• _Problem to solve_:
Only the words of the entries are wanted, repeated exactly and without images.

• _Provided entries_:
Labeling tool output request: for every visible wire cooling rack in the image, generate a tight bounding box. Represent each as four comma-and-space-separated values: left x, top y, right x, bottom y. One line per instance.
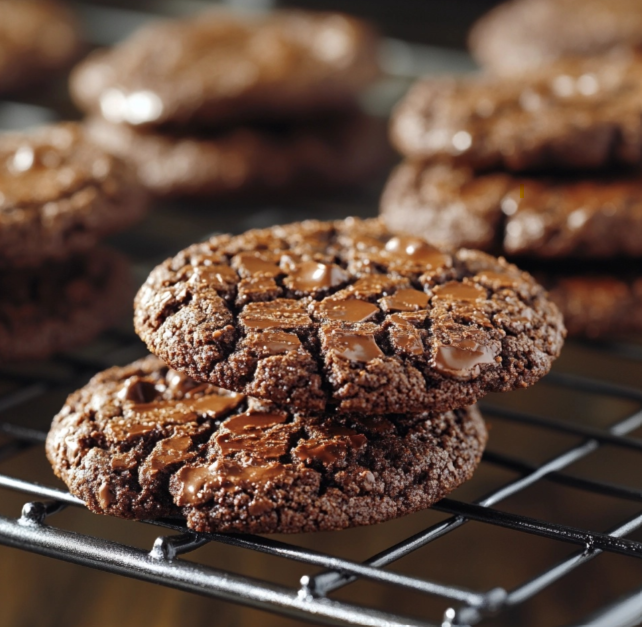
2, 2, 642, 627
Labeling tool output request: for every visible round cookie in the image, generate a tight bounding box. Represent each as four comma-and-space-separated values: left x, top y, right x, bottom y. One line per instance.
539, 271, 642, 339
46, 355, 487, 534
381, 161, 642, 258
0, 247, 133, 362
470, 0, 642, 75
70, 10, 379, 128
134, 218, 565, 416
391, 52, 642, 172
0, 0, 81, 93
0, 122, 149, 267
85, 112, 389, 199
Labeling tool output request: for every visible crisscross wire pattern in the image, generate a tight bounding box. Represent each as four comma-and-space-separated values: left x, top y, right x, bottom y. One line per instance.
1, 3, 642, 627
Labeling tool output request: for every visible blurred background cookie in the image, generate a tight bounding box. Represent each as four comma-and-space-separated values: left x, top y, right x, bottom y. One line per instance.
0, 247, 132, 361
470, 0, 642, 75
0, 0, 82, 94
0, 122, 148, 267
85, 111, 389, 199
70, 10, 379, 128
69, 9, 387, 200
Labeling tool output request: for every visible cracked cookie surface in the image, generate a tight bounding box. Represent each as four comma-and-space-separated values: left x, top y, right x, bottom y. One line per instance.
0, 122, 148, 267
46, 356, 487, 534
134, 218, 565, 415
391, 53, 642, 172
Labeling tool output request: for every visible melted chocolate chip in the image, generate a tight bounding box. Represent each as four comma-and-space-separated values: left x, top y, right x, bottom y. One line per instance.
380, 288, 429, 312
286, 261, 349, 292
239, 299, 312, 330
148, 435, 193, 475
117, 378, 158, 403
233, 253, 281, 277
384, 236, 451, 269
259, 331, 301, 354
175, 460, 286, 505
316, 298, 379, 323
433, 281, 487, 302
188, 264, 239, 287
323, 329, 384, 362
434, 338, 501, 380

• _Response for this exercise_:
Labeling tool output request: for every visible wire cooling rack in the image, generate a tight bounding box. Represent each as four comma-and-space-separated values: left x, top y, right x, bottom y. One line per instance.
2, 2, 642, 627
Labeling tool output request: for every visible round cookie in the image, generate a tight bounding box. Represent each as four comma-and-space-separated values: left x, top y, right x, bottom y. One line per instance.
539, 271, 642, 339
46, 355, 487, 534
381, 161, 642, 258
0, 247, 133, 362
470, 0, 642, 75
70, 10, 379, 128
134, 218, 565, 416
391, 52, 642, 172
0, 0, 81, 93
0, 122, 149, 267
85, 112, 389, 199
Labeling tool output request: for every visible crisscross wire pattern in the image, generate a tight bounding box. Represent each as four comma-and-space-separated values: left x, top y, right x, bottom y. One line per instance.
1, 3, 642, 627
Labeling tool output request: for every visible blurred background cookie in the image, generate a tight bounding box. Represent each as four comma-and-space-separated values: left x, top y, right x, bottom y. One line per instance.
0, 247, 132, 361
470, 0, 642, 75
0, 0, 82, 94
0, 122, 148, 267
85, 111, 389, 199
70, 10, 379, 128
69, 9, 387, 200
Labeling tool output request: for every visible cracked cookie surface in the image, generate a tight bounding box. Represent each as four comma-and-space-separated values: left x, top y, right x, bottom y. One line per instance.
0, 122, 148, 267
46, 356, 487, 534
134, 218, 565, 415
391, 53, 642, 172
Labeling tool output request: for every visible melted chocolate chip in the image, generate a tight bounding box. Represent each as four comma-and-space-separated values: left x, top y, right x, bottom y. One line per instance.
380, 288, 429, 312
286, 261, 349, 292
239, 299, 312, 330
148, 435, 193, 475
117, 378, 158, 403
233, 253, 281, 277
384, 236, 451, 269
259, 331, 301, 354
175, 460, 286, 505
316, 298, 379, 323
433, 281, 487, 302
188, 264, 239, 287
323, 329, 384, 362
434, 338, 501, 380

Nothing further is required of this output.